Consigne A: D'après l'extrait sur Ousmane Sonko, quelle ville a-t-il prise lors des locales du 23 janvier ?
Consigne B: Présentez sous forme de liste numérotée, en omettant les lignes vides, tout ce qui va de la ligne contenant « For every instance of the bird's claw, imagine » jusqu'à la fin des entrées.

Extrait source:

+===+

2017 – 2022, Ousmane Sonko, cinq ans, cinq réussites
De son premier fait d’arme lors des législatives du 30 juillet 2017 à la percée fulgurante de Yewwi Askan Wi dont il est le chef de file avec les élections de ce 31 juillet, il ne lui a fallu que cinq ans, presque jour pour jour, pour faire son trou et réussir ce qu’aucun homme politique n’a réussi avant lui. Et pour cause, Ousmane Sonko est en passe de contraindre le régime de Macky Sall à la cohabitation. Auparavant, ses résultats plus qu’honorables à la présidentielle 2019 pour une première participation, l’affaire Adji Sarr qui a conforté sa notoriété plutôt que de l’enfoncer et les locales du 23 janvier dernier avec la prise de Ziguinchor, sont autant de bons coups à son actif. Cinq ans, cinq réussites. Telle est la prouesse réussie par le leader de Pastef « Les Patriotes ». Gros plan sur les cinq étapes marquantes de la jeune carrière politique de Sonko.

+===+

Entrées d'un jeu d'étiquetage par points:
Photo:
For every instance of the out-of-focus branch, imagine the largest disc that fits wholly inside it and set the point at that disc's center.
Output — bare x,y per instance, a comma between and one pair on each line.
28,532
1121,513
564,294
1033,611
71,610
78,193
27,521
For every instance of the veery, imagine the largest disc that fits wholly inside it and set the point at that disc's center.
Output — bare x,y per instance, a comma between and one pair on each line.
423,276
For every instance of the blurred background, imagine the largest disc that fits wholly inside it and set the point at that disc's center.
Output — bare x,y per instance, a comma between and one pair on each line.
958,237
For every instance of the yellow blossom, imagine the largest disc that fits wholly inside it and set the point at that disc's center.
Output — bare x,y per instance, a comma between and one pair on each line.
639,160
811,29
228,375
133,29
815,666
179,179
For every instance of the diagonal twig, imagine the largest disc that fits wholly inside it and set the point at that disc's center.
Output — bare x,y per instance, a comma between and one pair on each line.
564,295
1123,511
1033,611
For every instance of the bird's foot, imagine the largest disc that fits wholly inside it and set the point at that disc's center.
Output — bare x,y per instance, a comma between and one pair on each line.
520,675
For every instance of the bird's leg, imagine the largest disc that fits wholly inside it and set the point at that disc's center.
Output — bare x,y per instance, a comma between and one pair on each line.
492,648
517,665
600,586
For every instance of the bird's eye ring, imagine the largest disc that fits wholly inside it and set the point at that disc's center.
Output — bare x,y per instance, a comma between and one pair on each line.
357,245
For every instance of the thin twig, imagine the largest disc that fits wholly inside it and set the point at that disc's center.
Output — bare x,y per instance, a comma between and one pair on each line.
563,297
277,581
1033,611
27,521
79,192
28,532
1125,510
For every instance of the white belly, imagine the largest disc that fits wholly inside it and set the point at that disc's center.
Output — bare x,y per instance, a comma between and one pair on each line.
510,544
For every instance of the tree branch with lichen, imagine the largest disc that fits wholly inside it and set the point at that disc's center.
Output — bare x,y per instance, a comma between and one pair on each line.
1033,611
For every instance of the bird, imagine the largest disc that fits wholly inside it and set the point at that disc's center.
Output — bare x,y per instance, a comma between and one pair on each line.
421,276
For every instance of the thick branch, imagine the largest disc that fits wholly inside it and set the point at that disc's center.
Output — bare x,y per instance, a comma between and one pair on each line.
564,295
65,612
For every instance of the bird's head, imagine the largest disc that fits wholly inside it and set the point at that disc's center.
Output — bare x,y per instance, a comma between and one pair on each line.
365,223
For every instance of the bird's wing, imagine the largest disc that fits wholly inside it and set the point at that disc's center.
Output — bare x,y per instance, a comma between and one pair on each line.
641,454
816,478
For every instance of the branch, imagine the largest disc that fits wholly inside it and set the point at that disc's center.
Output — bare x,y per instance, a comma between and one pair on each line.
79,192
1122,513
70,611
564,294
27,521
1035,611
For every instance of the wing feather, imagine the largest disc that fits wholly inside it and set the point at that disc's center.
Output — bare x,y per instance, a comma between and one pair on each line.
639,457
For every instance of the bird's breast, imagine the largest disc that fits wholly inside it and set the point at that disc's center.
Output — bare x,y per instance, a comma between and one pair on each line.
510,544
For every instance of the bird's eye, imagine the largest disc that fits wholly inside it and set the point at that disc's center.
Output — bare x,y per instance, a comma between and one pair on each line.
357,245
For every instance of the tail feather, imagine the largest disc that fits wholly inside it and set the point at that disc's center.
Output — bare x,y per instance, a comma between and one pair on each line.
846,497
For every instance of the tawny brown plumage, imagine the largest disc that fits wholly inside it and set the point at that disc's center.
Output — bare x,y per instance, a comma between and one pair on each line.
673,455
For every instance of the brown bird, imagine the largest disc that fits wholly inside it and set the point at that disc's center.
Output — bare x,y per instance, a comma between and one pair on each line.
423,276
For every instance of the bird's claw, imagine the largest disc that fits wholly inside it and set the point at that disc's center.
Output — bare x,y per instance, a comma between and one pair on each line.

+===+

Réponse attendue A: Ziguinchor.

Réponse attendue B:
1. For every instance of the bird's claw, imagine the largest disc that fits wholly inside it and set the point at that disc's center.
2. Output — bare x,y per instance, a comma between and one pair on each line.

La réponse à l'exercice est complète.